(Records for this exercise begins)
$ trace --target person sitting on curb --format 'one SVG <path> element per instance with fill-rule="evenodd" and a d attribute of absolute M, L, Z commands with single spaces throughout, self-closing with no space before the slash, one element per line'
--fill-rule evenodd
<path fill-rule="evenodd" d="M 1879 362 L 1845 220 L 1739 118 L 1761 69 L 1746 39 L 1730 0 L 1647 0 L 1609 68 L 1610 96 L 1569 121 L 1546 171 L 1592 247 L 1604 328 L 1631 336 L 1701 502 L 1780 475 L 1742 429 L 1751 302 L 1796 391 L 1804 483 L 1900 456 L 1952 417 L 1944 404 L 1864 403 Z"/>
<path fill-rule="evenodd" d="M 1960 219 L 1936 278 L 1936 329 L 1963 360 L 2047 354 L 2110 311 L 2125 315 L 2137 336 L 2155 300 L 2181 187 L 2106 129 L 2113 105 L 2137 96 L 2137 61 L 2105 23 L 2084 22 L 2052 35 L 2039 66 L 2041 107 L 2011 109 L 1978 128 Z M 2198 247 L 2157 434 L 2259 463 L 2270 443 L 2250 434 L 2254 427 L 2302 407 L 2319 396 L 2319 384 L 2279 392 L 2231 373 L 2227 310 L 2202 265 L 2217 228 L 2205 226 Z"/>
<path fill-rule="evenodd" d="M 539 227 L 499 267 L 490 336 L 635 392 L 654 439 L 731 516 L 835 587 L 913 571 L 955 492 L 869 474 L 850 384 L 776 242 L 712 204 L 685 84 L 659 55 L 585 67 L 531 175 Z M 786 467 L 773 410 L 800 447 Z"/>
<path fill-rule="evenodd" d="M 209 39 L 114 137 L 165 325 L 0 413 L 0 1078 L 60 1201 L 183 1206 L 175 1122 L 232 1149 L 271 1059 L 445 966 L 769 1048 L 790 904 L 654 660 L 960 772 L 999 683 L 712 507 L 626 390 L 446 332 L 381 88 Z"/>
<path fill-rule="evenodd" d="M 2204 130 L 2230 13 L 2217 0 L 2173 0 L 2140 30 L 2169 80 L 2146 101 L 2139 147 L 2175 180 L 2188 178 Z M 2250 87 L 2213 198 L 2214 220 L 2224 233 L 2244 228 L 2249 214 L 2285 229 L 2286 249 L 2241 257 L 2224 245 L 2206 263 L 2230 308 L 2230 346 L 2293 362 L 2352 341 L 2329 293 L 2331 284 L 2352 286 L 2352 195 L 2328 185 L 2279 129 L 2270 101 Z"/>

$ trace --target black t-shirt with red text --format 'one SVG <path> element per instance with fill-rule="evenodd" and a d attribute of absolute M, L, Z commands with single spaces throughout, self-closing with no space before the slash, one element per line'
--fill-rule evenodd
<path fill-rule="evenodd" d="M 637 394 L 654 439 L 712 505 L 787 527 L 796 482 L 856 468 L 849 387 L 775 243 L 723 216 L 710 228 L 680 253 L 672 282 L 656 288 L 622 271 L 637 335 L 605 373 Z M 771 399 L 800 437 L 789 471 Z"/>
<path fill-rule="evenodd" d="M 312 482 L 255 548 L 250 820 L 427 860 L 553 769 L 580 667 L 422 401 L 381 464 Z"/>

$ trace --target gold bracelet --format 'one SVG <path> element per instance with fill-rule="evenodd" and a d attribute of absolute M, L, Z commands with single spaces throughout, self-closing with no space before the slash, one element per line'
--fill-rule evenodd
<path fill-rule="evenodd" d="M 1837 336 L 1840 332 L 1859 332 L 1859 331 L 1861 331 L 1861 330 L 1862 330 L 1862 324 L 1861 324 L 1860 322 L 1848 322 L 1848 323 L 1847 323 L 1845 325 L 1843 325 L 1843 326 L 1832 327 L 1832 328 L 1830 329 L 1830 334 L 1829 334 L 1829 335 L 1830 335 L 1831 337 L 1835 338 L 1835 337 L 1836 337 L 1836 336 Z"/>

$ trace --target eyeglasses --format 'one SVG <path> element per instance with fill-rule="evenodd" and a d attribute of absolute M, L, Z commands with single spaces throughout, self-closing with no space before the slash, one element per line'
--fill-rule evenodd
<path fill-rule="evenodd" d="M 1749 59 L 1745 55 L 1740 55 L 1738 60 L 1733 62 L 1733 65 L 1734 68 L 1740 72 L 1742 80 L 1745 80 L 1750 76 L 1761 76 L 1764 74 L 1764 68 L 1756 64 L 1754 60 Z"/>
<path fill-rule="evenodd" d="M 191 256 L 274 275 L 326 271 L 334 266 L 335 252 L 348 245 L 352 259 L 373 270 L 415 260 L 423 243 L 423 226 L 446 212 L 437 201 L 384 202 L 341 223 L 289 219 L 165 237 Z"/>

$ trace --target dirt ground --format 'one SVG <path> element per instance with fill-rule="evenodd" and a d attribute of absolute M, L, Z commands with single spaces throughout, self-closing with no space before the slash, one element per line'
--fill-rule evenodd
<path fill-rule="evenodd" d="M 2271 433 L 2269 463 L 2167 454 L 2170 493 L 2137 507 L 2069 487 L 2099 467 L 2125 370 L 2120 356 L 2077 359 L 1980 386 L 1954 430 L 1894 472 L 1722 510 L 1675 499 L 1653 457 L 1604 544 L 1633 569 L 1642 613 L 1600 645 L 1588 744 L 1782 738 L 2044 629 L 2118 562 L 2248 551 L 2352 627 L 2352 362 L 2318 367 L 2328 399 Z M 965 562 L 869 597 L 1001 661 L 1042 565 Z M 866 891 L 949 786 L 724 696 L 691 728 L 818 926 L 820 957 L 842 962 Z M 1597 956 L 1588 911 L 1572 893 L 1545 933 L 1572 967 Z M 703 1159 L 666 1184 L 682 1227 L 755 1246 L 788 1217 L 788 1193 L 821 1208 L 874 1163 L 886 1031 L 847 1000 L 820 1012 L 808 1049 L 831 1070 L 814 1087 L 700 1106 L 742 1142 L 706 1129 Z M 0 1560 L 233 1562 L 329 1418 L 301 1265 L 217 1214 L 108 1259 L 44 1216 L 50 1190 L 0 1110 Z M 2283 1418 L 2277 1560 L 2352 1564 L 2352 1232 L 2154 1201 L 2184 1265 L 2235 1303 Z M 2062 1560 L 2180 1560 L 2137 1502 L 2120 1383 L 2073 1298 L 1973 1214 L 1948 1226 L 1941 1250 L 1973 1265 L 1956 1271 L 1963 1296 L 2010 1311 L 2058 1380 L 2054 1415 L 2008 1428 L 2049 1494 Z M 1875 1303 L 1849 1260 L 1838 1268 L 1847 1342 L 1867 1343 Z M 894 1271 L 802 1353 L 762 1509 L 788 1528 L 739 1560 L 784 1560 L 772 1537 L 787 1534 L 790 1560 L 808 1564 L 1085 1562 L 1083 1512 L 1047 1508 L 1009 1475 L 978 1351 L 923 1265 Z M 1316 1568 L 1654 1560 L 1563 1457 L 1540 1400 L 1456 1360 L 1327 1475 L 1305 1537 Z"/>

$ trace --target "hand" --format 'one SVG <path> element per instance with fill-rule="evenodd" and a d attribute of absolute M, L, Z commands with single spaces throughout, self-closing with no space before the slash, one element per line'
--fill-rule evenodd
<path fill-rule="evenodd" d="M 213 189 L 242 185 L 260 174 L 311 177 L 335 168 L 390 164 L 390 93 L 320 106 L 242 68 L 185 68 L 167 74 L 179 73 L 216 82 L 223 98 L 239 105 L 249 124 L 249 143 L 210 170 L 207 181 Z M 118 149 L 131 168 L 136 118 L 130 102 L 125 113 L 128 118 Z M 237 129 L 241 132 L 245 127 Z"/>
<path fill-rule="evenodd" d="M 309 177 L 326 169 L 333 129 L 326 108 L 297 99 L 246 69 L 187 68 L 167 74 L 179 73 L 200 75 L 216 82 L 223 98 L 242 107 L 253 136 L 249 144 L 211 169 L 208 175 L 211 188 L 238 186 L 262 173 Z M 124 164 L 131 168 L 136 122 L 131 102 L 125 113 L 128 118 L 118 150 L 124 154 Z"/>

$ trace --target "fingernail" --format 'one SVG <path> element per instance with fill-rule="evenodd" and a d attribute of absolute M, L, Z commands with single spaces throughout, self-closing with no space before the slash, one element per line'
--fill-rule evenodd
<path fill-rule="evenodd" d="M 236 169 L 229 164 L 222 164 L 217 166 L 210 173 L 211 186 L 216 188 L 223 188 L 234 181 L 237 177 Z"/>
(Records for this exercise ends)
▶ _What needs to be done_:
Please output an exact copy of the lines above, from the opening line of the data down to the line that contains "trace --target black".

▶ _Answer for this exercise_:
$ trace --target person sitting on curb --format 'one SVG <path> element per instance with fill-rule="evenodd" and a d attribute of absolute M, L, Z commands with single spaces throughout, self-closing with no space before the slash, one element per line'
--fill-rule evenodd
<path fill-rule="evenodd" d="M 1879 362 L 1845 220 L 1739 118 L 1761 69 L 1746 39 L 1730 0 L 1647 0 L 1609 68 L 1610 96 L 1569 121 L 1546 171 L 1592 247 L 1604 328 L 1631 336 L 1701 502 L 1780 475 L 1742 429 L 1751 302 L 1796 391 L 1804 483 L 1900 456 L 1952 417 L 1944 404 L 1864 403 Z"/>
<path fill-rule="evenodd" d="M 1960 219 L 1936 278 L 1936 329 L 1963 360 L 2047 354 L 2110 311 L 2125 315 L 2137 336 L 2155 300 L 2181 187 L 2106 129 L 2113 105 L 2137 96 L 2137 61 L 2105 23 L 2084 22 L 2052 35 L 2039 66 L 2041 107 L 2011 109 L 1978 128 Z M 2198 247 L 2157 434 L 2259 463 L 2270 443 L 2250 434 L 2254 427 L 2302 407 L 2319 396 L 2319 384 L 2279 392 L 2231 373 L 2227 310 L 2202 265 L 2217 228 L 2205 226 Z"/>
<path fill-rule="evenodd" d="M 539 227 L 499 267 L 490 336 L 635 392 L 654 439 L 731 516 L 835 587 L 913 571 L 955 492 L 869 474 L 850 384 L 776 242 L 712 204 L 685 84 L 659 55 L 585 67 L 531 175 Z M 786 467 L 773 410 L 800 447 Z"/>
<path fill-rule="evenodd" d="M 209 39 L 114 137 L 165 325 L 0 413 L 0 1078 L 60 1201 L 183 1206 L 175 1122 L 232 1149 L 271 1059 L 445 966 L 769 1048 L 790 904 L 654 660 L 960 772 L 999 683 L 712 507 L 626 390 L 446 332 L 381 88 Z"/>
<path fill-rule="evenodd" d="M 2204 130 L 2230 13 L 2217 0 L 2173 0 L 2140 30 L 2169 80 L 2146 101 L 2139 147 L 2175 180 L 2188 178 Z M 2250 87 L 2213 198 L 2214 220 L 2224 233 L 2244 228 L 2249 214 L 2285 229 L 2286 249 L 2241 257 L 2224 245 L 2206 263 L 2230 308 L 2230 346 L 2293 362 L 2352 341 L 2329 293 L 2331 284 L 2352 286 L 2352 195 L 2328 185 L 2279 129 L 2270 101 Z"/>

$ trace --target black t-shirt with red text --format 'one SVG <path> element per instance with fill-rule="evenodd" and a d attribute of absolute M, L, Z commands with single spaces throughout, self-closing with no space before the slash, one element per line'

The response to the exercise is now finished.